→ THE PROBLEM: Report every line of the items below that contains the word "navy", matching case exactly.

→ MATERIAL FOR THIS EXERCISE:
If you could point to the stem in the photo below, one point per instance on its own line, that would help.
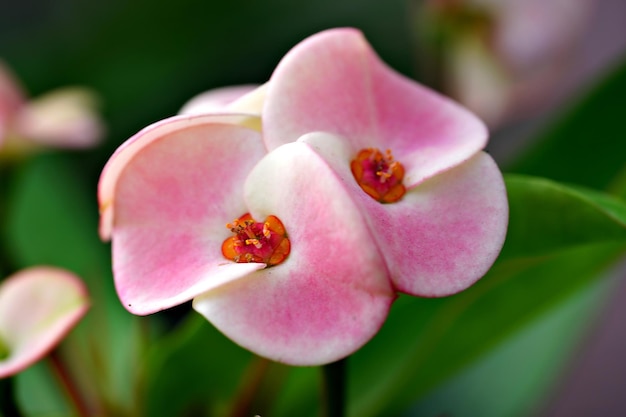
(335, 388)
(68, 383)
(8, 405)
---
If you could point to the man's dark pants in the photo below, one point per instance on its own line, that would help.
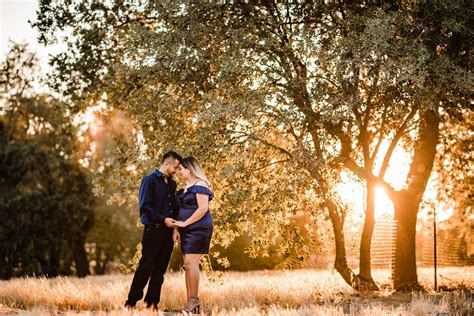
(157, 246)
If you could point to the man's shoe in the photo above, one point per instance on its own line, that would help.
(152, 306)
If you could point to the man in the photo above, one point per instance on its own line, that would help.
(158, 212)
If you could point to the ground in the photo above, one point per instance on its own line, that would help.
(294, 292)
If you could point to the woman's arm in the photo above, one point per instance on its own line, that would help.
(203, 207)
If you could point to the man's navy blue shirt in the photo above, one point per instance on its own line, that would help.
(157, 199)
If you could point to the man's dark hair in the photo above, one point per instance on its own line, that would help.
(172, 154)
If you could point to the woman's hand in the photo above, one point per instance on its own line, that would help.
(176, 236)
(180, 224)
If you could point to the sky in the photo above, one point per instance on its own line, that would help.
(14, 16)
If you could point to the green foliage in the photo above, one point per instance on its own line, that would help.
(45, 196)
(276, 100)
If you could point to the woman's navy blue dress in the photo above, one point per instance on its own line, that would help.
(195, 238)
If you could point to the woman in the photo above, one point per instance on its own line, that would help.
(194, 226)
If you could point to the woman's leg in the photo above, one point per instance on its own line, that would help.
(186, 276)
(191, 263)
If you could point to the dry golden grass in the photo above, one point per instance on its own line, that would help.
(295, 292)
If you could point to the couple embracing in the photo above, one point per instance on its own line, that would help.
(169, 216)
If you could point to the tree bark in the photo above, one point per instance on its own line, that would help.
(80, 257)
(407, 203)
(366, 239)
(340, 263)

→ FINAL ANSWER:
If you could point to the man's navy blue shirt in the photo above, one point per instance on its own line, that would help.
If you could point to the woman's navy blue dress in the photo above, one point per instance on its own line, that would help.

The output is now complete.